Task statement: Copy every line of the records from the one containing "spot the forehead" through the end, keeping all lines. Scale only the x and y coordinates in the answers by 0.8, rounding to whole numbers with halves rounded up, and leave all other numbers as they are.

[start of Dataset rows]

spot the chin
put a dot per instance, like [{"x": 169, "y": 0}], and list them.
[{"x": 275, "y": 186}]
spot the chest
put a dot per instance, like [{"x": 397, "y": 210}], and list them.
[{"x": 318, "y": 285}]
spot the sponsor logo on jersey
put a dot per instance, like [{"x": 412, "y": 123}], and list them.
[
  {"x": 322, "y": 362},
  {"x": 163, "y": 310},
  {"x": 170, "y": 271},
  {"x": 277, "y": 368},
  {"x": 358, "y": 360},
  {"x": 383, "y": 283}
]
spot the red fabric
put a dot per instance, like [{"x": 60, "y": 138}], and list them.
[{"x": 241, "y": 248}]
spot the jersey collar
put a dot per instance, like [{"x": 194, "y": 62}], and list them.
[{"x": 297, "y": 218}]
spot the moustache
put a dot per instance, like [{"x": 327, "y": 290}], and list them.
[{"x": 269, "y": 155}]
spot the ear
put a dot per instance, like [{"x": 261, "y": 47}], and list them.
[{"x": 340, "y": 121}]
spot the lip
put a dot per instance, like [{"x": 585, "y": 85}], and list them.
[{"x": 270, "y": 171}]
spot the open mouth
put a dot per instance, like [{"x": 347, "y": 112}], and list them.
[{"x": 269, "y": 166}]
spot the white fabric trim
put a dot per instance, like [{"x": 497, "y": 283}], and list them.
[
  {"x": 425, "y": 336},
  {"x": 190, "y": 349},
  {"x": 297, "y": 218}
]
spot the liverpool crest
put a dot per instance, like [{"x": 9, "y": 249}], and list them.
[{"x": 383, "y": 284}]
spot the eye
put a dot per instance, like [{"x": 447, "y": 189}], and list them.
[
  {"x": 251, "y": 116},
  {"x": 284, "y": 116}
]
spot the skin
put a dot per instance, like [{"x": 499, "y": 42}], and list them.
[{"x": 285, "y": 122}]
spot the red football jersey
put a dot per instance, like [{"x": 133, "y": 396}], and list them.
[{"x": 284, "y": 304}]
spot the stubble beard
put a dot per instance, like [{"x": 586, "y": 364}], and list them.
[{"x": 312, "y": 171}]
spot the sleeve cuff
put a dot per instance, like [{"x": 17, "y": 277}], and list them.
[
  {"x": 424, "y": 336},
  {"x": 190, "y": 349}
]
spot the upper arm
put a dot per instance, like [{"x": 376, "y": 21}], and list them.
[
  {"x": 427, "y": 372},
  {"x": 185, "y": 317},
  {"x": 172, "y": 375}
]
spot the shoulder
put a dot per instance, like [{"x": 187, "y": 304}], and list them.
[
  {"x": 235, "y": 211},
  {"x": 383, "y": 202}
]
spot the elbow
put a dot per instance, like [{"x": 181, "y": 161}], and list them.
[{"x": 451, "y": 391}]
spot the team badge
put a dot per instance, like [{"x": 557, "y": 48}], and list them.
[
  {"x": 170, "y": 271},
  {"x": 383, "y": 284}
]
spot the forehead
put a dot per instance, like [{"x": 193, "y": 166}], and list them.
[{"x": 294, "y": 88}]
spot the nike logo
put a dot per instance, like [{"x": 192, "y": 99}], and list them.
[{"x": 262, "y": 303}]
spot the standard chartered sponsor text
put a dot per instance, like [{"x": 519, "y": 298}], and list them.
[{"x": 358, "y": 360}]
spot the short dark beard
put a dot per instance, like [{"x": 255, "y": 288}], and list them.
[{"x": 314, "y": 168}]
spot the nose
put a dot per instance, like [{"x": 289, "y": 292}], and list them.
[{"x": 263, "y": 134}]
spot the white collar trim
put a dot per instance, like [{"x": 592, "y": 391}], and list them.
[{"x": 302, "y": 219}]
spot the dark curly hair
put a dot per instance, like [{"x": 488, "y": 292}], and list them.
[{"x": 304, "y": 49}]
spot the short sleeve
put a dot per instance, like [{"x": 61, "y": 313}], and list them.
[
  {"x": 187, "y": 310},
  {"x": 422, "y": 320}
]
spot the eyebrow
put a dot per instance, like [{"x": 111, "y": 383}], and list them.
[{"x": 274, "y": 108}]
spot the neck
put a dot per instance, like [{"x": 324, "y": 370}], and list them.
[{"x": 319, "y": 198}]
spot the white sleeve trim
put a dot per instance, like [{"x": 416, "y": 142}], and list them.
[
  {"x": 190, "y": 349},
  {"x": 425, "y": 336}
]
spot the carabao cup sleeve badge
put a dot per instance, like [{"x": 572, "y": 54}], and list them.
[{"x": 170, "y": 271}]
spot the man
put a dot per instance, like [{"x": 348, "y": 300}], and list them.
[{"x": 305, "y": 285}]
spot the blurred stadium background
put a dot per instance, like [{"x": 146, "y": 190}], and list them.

[end of Dataset rows]

Solution:
spot the forehead
put a dot per instance, like [{"x": 193, "y": 166}], and list them.
[{"x": 235, "y": 70}]
spot the nike logo
put a dot per instance, like [{"x": 192, "y": 99}], and list them.
[{"x": 210, "y": 242}]
spot the standard chartered sponsor text
put a dot per instance, like [{"x": 519, "y": 298}], and list them.
[{"x": 286, "y": 288}]
spot the short dark beard
put a dot per instance, like [{"x": 255, "y": 288}], and list them.
[{"x": 251, "y": 134}]
spot the nose
put a dot per instance, like [{"x": 289, "y": 292}], and list them.
[{"x": 210, "y": 107}]
spot the white collar trim
put a dot per instance, like [{"x": 592, "y": 391}], and list them.
[{"x": 242, "y": 175}]
spot the dark curly hair
put a dot per instance, like [{"x": 488, "y": 292}], and list them.
[{"x": 243, "y": 39}]
spot the short sleeve
put a dot per instance, like [{"x": 61, "y": 313}], and list them.
[
  {"x": 150, "y": 248},
  {"x": 338, "y": 256}
]
spot the eyebrow
put a dot per instance, like [{"x": 111, "y": 383}], and list them.
[{"x": 219, "y": 86}]
spot the neck
put a dot per instance, like [{"x": 324, "y": 370}], and list them.
[{"x": 255, "y": 158}]
spot the white sleeve trim
put a dot per instance, like [{"x": 416, "y": 142}], and list them.
[
  {"x": 152, "y": 279},
  {"x": 340, "y": 269}
]
spot the carabao cup sleeve badge
put a dot per instance, like [{"x": 572, "y": 54}], and list them.
[{"x": 136, "y": 217}]
spot the man
put a dot per instance, like [{"x": 348, "y": 300}], and list them.
[{"x": 244, "y": 228}]
spot the blurred stadium background
put a dot per instance, like [{"x": 146, "y": 190}], and list them.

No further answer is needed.